[Saved entries]
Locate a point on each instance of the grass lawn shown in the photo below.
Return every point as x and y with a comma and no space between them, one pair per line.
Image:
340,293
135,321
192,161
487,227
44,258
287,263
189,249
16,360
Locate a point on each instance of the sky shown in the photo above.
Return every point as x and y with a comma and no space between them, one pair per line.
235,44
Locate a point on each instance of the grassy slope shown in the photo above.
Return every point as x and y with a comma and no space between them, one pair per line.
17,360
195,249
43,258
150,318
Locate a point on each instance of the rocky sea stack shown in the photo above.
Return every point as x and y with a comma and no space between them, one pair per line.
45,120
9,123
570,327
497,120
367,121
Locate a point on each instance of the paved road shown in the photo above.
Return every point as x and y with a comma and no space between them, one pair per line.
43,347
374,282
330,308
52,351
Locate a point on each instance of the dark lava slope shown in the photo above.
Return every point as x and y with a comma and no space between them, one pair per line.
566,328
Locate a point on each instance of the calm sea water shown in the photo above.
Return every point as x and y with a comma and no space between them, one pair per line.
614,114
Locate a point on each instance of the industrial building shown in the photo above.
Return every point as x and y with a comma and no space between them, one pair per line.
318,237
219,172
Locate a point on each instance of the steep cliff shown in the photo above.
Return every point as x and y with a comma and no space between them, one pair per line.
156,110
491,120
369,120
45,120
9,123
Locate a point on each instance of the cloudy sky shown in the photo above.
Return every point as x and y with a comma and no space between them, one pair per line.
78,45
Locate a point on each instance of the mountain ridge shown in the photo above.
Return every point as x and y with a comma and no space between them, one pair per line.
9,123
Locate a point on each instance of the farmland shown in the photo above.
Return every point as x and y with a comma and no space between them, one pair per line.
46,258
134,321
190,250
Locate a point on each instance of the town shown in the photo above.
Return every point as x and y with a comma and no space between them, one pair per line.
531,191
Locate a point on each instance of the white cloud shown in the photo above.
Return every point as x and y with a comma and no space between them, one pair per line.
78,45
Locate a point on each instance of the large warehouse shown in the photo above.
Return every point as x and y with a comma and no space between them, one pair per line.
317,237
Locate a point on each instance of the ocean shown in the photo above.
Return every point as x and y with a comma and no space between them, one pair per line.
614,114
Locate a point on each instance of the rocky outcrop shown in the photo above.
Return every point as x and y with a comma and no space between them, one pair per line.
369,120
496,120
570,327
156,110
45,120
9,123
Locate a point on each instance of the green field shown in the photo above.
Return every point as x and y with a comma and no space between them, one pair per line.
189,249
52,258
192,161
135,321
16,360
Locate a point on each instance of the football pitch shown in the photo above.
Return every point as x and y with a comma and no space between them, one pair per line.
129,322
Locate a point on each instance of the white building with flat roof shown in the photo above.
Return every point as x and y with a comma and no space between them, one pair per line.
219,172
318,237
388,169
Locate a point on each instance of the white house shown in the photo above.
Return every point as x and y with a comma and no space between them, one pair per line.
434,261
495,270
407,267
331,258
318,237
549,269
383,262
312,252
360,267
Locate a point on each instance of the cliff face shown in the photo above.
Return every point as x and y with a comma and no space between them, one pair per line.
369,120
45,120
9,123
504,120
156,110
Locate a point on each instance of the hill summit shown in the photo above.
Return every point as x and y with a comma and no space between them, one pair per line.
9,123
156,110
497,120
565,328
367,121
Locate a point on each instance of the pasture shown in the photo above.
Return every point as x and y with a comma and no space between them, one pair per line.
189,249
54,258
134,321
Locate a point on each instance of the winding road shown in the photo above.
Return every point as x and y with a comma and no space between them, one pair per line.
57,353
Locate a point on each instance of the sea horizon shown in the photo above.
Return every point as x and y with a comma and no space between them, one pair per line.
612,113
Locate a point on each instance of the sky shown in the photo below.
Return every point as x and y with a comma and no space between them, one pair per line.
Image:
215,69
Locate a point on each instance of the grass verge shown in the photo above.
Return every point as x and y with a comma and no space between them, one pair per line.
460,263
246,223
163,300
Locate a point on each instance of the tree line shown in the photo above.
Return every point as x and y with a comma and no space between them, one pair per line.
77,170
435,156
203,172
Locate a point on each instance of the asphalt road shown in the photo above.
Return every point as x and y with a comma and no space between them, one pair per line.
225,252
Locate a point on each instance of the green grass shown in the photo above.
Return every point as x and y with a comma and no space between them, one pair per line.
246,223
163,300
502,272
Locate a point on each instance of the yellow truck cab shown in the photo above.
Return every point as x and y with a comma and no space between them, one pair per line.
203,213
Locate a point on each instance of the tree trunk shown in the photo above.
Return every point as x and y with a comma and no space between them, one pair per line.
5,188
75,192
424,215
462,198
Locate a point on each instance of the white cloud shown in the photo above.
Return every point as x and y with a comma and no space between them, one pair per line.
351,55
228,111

— Work instruction —
Please return all of the records exactly as they appear.

— Output of the task —
Locate a point on each instance of the grass lawn shown in the photo below.
Return every point as x and y with a comma and no space between them, one pair per line.
Image:
340,293
135,321
192,161
487,227
44,258
287,263
189,249
16,360
Locate a point on each instance of the sky shown in the photo above.
Return every point as x and y with a comma and no space between them, one pair per line.
235,44
Locate a point on each instance of the grassy slope shown in the photo above.
Return every point as x and y with a comma and no space between them, one pair per line.
17,360
195,249
43,258
150,318
Locate a point on each instance of the rocky sea stack shown in the photo above.
Return every point as x and y with a comma and no space between them, one pair per line.
45,120
9,123
570,327
497,120
367,121
Locate a point on each instance of the paved road shown in the photo above.
Return every point as x and y with a comma and no space between them, one pair per line.
43,347
374,282
330,308
52,351
Locate a point on each instance of the dark lava slope shown in the photo above.
Return every point as x and y with a comma and no space between them, one pair per line.
566,328
Locate a point on each instance of the calm sea water shown in the photo above.
Return every point as x and y with a comma and no space between them, one pair per line.
614,114
Locate a point on each instance of the industrial building shown in the photo above.
Return every point as x and y with a comma and no space between them, one pair per line.
318,237
219,172
Locate a point on each instance of the steep cliff shown in the photo above.
Return every point as x and y with a comma and no space between them, one pair per line.
156,110
491,120
369,120
45,120
9,123
Locate a point on each instance of the cloudy sky shown in the photo above.
Return every point as x and y with a comma and no space between them, one pair per line.
78,45
Locate a point on each instance of the mountain ridge shown in the photo above.
Return every point as x and y with a comma and no space between them, one pair per line.
9,123
Locate a point on each instance of the farmland shown in the photo above.
Return every point as x and y with a comma and no space between them, one pair per line.
46,258
134,321
190,250
Locate a point on each instance of the town shown in the photo above.
Return every point as x and y with a comma and no space between them, one pair per line.
531,191
Locate a point on each instance of the white cloud shown in the photo above.
Return every point as x and y with a comma and no space between them, one pair per line.
78,45
Locate a point on each instance of the large warehouse shown in the photo above.
Return every point as x and y with a comma and no space between them, one pair per line.
317,237
Locate a point on each instance of the ocean shown in the photo above.
Return every point as x and y with a comma and no space between them, one pair per line.
614,114
Locate a point on each instance of the rocky outcrop shown in the photo above.
Return every point as x and y with a comma and no space between them, one pair per line.
369,120
496,120
570,327
156,110
45,120
9,123
Locate a point on each instance of the green field shown in the photo above.
Return every point as x and y with a comma and no space between them, one pair per line.
189,249
52,258
192,161
135,321
16,360
Locate a point on each instance of the football pitch shown in the photo above.
Return every point as x and y with a comma and no space between them, one pair per line.
129,322
Locate a point on each instance of the white building with flat roof shown in the photo above.
Return every point as x and y with a comma and no space between them, one pair per line.
219,172
318,237
388,169
Locate a point on each instance of the white house shown in the photo above.
Return every point as x and y with a comma and no space between them, one pair per line.
434,261
495,270
407,267
331,258
318,237
549,269
383,262
312,252
360,267
Locate a point on each instance of the cliff face shown in the photo above.
Return every point as x and y with a comma and no space between them, one pair per line.
369,120
45,120
9,123
504,120
156,110
Locate a point on each instance of the hill summit shown in the photo above.
Return every point as x and y with a comma and no space between them, one pair per line.
9,123
156,110
497,120
565,328
367,121
Locate a point on each instance of the pasture shown in the photo above.
Return every point as x and y with a comma and no space between them, one pair per line.
189,249
54,258
134,321
Locate a point on each instance of the winding road shown in the photo above.
Return every point as x and y with a comma and no space between them, one pair per line.
57,353
Locate a point on each instance of the sea horizon shown in the photo above.
Return every point as x and y with a comma and no space between them, one pair per line.
612,113
Locate a point on each instance of the sky shown in the photo below.
Return every point as x and y with a comma and no space between them, one pair per line.
Image:
215,69
Locate a point on each instance of the grass verge shown in the photo above.
Return every point as x and y with a comma and no space between them, one pair per line.
460,263
246,223
163,300
Locate a point on each instance of the tree line shown in the photo above.
Return every point as x and y with a comma and no space between them, one pair per line.
77,170
435,156
203,172
Locate a point on each instance of the asphalt road shown in the photo above.
Return every point as x and y with a comma and no space between them, one pair per line.
225,252
Locate a point on each instance of the green grass shown in the photo above.
Return every point as x and y with a comma and no space between them, one pair per line.
246,223
163,300
502,272
Locate a point on each instance of the yellow truck cab shown in the photo above.
Return every point as x and y with a comma and no space between them, one pair per line.
203,213
Locate a point on each instance of the tree trunk shown in the photo above.
Return every point as x and y with a comma and no space between them, one pair per line.
5,188
75,192
424,215
462,198
Locate a point on each instance of the white cloud shown in the photo above.
Return every point as x and y with a comma and no space between them, one pair per line.
351,55
228,111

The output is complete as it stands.